(Beginning of Source text)

I am pretty sure that everyone has heard about HIV and AIDS, either at school or in some piece of news, and I am pretty sure too that most people might still have questions about HIV and why it is so dangerous. What makes HIV so different from the viruses that give us a cold every winter? How is HIV transmitted? Can we cure HIV? What is the difference between HIV and AIDS? … Just give me a moment, and I can answer these questions, let me begin with the basics, and then we will get into more detail.
First things first, what is a virus?
As we all know, HIV is the acronym for human immunodeficiency virus. But…, what is a virus? A virus is a small parasite made of DNA or RNA that cannot reproduce by itself. Unlike human cells, plant cells or even some bacterial cells, viruses always need to infect another organism to reproduce themselves.
These small parasites get inside the cells and use the energy reservoirs to make multiple copies of themselves, however, not all of them act the exact same way. We can roughly divide the viruses in two very broad categories: those with a lytic cycle and those with a lysogenic cycle.
What’s the difference between the different viral cycles?
Some viruses have a very short life cycle, where they enter the cells, make multiple copies of themselves using the cellular machinery and eventually kill the cell, releasing new viruses which can, in turn, infect new cells. These viruses have a lytic cycle.
Other viruses have a slightly different life-cycle. They first enter the cells, but instead of immediately start making copies of themselves, they integrate their DNA or RNA into the cells’ nucleus and stay dormant. The cell keeps on growing and reproducing, and the DNA from the virus is transmitted to all daughter cells. This is called a lysogenic cycle.

(End of Source text)

_Questions to answer_
a – Answer from the HIV passage above, one line each, marked (i), (ii), (iii):
(i) What is HIV the acronym for?
(ii) Into which two broad categories does the passage divide viruses?
(iii) In a lysogenic cycle, where does a virus integrate its DNA or RNA?
b – Decide whether each statement below agrees with the HIV passage, answering yes or no and quoting the words that settle it:
(i) A virus can reproduce by itself.
(ii) Viruses with a lytic cycle eventually kill the cell they enter.
(iii) In a lysogenic cycle, the virus's DNA is passed on to all daughter cells.
c – Please carry the HIV passage forward from its final sentence, in the same explanatory voice.

(Beginning of Material provided)

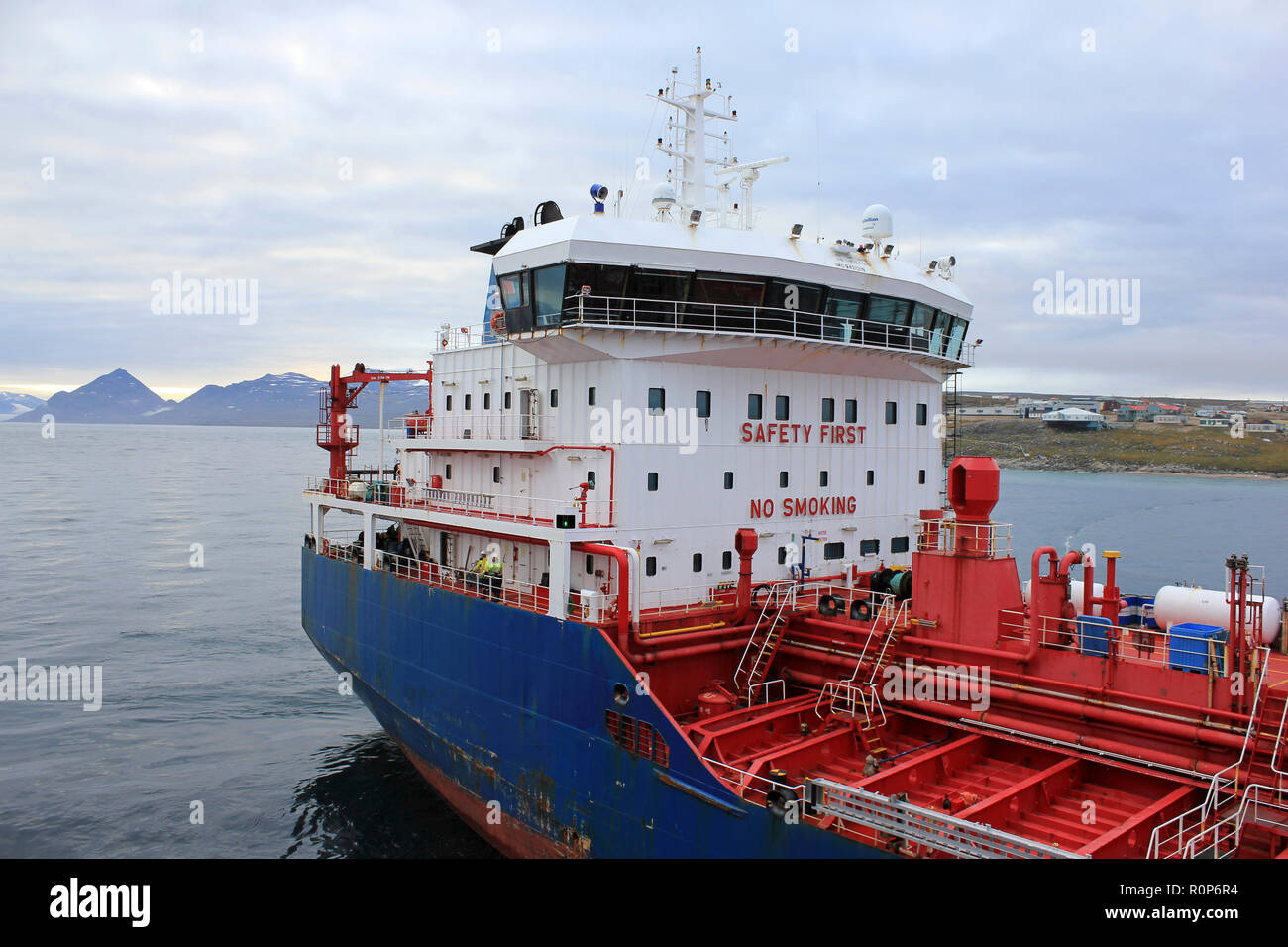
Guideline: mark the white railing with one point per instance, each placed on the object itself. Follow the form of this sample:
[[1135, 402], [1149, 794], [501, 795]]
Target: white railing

(End of Material provided)

_Responses in order_
a –
(i) Human immunodeficiency virus.
(ii) Those with a lytic cycle and those with a lysogenic cycle.
(iii) Into the cells' nucleus.

b –
(i) No: "A virus is a small parasite made of DNA or RNA that cannot reproduce by itself."
(ii) Yes: "eventually kill the cell, releasing new viruses which can, in turn, infect new cells. These viruses have a lytic cycle."
(iii) Yes: "the DNA from the virus is transmitted to all daughter cells. This is called a lysogenic cycle."

c –
When the conditions change, the viral DNA from the lysogenic cycle is detached from the nucleus and starts to reproduce itself until it kills the cell letting out multiple viral copies, following a lytic cycle.
What makes HIV so dangerous?
The HIV is one of the best examples of a lysogenic virus. It can be dormant within the cells for years, before it actually manifests itself, causing the symptoms known as acquired immune deficiency syndrome (AIDS).
Viruses attack very specific cells, just like koalas feed on eucalyptus and pandas love eating bamboo, each virus has a favourite cell to infect. HIV infects T lymphocytes, which unfortunately for us, are the main component of the immune system.
While the HIV is integrated within the nucleus of our T lymphocytes, there are no symptoms. However, once the virus starts to replicate, it ends up killing the T cells, damaging the immune system and causing AIDS.
How is HIV transmitted?
Before you get anxious about getting infected with HIV, remember that HIV is not a common cold. So don’t worry too much! Luckily for everyone, you cannot get infected by touching someone who’s sick, or by getting bitten by an insect.
You can only get HIV if you have unprotected sex, if you get a blood transfusion from someone who has HIV, if you share injecting equipment or if your mother had HIV. So, just be careful and try to avoid these situations, and you will have nothing to worry about.
Is there a cure for HIV?
As much as I would love to say yes, I am afraid there’s currently no cure for HIV. The virus is normally hidden within our own T-cells and we cannot kill them. There are however medications (antiretrovirals) that help relieve the symptoms, protecting the people infected with HIV from developing AIDS, but not curing them.